- **What needs to be done**: Word for word, give again the line holding "Where can the knee" and each line after it to the end of the listing below.

- **Given information**:
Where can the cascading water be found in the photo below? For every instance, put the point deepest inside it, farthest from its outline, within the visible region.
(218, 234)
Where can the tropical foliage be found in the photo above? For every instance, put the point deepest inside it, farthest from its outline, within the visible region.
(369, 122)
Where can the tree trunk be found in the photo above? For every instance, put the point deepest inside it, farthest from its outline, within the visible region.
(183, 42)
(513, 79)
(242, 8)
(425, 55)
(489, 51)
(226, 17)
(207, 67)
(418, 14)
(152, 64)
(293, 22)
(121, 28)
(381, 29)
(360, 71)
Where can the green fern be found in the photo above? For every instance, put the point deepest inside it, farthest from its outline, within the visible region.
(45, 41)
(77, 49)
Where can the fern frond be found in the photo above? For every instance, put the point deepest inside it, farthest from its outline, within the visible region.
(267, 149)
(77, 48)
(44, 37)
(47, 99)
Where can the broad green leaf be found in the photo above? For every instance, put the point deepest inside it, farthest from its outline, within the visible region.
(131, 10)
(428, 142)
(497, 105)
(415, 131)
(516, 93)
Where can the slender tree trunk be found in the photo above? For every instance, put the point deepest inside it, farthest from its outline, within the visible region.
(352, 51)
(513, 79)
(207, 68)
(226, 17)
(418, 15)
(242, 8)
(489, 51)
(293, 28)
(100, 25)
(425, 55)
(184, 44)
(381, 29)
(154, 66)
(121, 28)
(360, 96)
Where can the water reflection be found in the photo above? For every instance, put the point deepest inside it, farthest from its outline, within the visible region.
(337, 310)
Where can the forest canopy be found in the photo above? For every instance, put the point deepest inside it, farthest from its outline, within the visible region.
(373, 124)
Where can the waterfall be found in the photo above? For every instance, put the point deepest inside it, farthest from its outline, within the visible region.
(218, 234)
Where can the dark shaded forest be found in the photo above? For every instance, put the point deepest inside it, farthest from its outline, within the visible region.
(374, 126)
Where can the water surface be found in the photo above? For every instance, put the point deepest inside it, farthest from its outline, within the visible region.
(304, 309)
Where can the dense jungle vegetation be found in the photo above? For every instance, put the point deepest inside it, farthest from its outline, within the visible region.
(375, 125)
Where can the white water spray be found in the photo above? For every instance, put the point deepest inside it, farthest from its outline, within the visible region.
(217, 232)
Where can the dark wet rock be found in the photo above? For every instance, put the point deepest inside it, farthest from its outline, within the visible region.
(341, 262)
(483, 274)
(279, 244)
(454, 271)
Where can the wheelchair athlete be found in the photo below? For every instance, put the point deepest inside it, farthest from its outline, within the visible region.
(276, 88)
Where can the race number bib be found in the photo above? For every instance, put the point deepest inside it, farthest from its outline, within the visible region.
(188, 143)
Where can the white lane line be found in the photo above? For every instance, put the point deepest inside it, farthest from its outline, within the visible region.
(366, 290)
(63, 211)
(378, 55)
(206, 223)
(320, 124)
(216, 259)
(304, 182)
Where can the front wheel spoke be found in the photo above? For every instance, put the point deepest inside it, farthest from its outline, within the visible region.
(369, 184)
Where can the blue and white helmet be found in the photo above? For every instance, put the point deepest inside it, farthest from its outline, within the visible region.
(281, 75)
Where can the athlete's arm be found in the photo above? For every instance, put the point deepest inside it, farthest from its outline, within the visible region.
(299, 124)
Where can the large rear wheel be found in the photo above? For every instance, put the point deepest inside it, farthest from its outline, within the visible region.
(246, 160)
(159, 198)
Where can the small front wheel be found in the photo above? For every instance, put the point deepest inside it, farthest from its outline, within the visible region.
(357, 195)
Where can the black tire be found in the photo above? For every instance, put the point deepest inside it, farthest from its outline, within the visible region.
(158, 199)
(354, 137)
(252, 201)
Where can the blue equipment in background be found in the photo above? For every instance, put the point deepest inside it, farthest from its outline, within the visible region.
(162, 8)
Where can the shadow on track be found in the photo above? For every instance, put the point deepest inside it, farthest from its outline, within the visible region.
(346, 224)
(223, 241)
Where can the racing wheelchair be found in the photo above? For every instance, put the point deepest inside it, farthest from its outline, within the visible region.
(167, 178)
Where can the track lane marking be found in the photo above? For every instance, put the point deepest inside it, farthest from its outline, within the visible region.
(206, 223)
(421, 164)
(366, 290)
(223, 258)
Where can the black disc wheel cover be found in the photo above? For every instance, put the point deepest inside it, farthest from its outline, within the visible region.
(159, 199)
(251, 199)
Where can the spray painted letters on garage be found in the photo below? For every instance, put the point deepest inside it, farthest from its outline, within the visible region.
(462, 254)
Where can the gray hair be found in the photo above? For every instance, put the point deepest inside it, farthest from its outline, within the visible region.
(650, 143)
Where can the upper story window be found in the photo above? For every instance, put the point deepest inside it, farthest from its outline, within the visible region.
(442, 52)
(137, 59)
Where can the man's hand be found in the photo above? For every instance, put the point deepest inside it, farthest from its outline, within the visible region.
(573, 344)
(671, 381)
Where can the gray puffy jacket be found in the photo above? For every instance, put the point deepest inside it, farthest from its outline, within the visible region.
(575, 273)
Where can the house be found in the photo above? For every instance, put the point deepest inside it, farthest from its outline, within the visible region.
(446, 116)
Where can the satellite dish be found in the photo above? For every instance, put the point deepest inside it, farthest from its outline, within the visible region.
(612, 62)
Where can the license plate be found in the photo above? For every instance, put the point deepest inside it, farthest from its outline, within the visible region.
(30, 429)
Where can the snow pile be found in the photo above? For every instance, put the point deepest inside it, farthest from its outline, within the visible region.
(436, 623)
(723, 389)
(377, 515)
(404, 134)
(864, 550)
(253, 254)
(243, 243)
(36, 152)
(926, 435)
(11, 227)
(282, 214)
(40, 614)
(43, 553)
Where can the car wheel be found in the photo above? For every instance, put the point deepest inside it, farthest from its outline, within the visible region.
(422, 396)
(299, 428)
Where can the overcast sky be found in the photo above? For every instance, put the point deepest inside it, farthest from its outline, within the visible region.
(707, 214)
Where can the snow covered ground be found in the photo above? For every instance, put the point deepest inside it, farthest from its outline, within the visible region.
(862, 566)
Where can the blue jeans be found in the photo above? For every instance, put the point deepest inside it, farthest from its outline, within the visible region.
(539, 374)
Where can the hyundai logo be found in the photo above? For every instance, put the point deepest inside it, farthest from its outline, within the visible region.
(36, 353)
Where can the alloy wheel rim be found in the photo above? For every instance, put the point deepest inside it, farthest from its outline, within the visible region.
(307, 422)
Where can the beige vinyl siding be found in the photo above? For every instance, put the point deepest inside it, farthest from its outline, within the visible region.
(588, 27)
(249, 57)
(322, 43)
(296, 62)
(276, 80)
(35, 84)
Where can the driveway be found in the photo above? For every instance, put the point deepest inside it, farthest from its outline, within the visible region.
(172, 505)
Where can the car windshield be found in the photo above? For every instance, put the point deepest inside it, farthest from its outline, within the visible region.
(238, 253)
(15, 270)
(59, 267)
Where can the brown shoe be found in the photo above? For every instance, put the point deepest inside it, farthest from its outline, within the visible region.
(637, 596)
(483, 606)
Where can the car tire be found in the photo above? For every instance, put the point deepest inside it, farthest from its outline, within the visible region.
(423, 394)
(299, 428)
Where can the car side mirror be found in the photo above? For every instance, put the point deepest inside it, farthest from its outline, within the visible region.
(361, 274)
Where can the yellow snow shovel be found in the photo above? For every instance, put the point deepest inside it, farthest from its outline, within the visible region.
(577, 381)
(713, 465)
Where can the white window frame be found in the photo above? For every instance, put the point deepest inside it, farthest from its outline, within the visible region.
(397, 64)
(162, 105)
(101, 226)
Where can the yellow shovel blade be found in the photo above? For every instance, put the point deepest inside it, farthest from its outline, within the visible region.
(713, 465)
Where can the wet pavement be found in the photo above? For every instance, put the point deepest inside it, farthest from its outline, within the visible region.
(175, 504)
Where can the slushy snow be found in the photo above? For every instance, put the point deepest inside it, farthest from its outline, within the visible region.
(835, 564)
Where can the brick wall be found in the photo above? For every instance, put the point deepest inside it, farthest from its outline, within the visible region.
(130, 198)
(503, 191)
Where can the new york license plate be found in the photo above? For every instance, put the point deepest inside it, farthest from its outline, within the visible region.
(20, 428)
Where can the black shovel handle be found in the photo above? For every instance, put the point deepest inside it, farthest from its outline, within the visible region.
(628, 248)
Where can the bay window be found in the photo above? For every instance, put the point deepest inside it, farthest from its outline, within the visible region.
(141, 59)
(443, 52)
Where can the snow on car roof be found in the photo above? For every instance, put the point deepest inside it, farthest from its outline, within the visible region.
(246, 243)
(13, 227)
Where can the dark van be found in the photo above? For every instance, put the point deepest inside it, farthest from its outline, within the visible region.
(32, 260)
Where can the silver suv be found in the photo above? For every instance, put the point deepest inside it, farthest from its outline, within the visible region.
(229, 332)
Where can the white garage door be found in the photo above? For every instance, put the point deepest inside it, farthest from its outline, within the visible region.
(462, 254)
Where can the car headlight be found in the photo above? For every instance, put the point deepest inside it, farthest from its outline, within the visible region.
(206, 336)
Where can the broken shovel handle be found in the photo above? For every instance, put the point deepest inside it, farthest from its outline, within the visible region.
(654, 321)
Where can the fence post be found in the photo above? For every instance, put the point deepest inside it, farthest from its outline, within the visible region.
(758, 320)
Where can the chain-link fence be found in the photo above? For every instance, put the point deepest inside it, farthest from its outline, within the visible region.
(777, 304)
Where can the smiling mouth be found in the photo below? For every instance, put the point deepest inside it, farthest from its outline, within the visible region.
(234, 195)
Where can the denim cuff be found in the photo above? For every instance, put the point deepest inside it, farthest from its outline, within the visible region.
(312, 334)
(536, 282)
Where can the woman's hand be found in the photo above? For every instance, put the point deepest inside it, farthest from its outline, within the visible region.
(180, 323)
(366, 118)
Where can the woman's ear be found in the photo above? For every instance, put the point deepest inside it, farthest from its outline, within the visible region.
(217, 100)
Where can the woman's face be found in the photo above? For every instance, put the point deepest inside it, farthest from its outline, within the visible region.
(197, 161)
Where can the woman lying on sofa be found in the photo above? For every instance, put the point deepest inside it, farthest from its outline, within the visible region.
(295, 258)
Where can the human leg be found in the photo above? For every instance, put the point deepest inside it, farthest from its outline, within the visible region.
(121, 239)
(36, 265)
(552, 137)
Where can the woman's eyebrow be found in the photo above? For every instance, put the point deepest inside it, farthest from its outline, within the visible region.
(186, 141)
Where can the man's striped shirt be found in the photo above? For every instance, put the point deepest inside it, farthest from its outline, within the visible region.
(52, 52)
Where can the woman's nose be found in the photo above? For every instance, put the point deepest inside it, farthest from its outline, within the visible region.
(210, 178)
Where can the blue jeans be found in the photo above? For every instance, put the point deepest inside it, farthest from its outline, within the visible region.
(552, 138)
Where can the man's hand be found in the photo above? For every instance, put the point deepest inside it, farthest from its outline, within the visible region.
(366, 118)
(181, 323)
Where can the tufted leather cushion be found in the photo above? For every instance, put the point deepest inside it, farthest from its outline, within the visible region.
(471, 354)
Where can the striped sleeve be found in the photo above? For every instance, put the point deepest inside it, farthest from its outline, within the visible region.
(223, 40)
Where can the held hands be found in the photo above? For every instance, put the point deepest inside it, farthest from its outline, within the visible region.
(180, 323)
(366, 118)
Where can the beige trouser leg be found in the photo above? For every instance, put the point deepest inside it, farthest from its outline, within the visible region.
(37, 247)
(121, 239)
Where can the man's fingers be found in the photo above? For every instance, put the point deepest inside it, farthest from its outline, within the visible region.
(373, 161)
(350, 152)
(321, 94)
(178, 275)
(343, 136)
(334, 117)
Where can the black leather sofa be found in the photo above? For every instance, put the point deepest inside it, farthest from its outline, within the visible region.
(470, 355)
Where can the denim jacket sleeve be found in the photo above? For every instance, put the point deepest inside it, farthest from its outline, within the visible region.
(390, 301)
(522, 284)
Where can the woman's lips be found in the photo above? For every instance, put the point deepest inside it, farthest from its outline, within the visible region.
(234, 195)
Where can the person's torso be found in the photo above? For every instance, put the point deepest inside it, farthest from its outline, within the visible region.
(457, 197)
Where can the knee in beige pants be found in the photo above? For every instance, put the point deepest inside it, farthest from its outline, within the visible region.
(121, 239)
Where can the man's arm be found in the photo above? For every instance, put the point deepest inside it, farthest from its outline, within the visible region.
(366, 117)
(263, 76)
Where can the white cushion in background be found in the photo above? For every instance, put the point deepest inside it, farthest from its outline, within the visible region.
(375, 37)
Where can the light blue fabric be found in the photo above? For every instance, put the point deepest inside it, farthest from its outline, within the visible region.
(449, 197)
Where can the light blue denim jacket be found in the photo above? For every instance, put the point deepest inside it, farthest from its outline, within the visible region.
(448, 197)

- **Result of the task**:
Where can the knee in beige pants be found in the photo above? For every instance, put the point deepest inside it, farthest from its outline, within the visible region.
(121, 239)
Where can the man's arm be found in the photo above? For every instance, put the point deepest inside it, farthest from its outline, within the visible region.
(366, 117)
(263, 76)
Where can the white cushion in background be found in the photo above? For every instance, put the point deepest inside it, farthest from its outline, within the visible region.
(375, 37)
Where can the light blue fabric be found in the photo above? For every instance, put the point deepest inside it, farthest from its outline, within the visible region.
(449, 197)
Where can the light blue denim jacket be found in the photo above? For every instance, put the point deepest inside it, farthest from its outline, within the visible region.
(448, 197)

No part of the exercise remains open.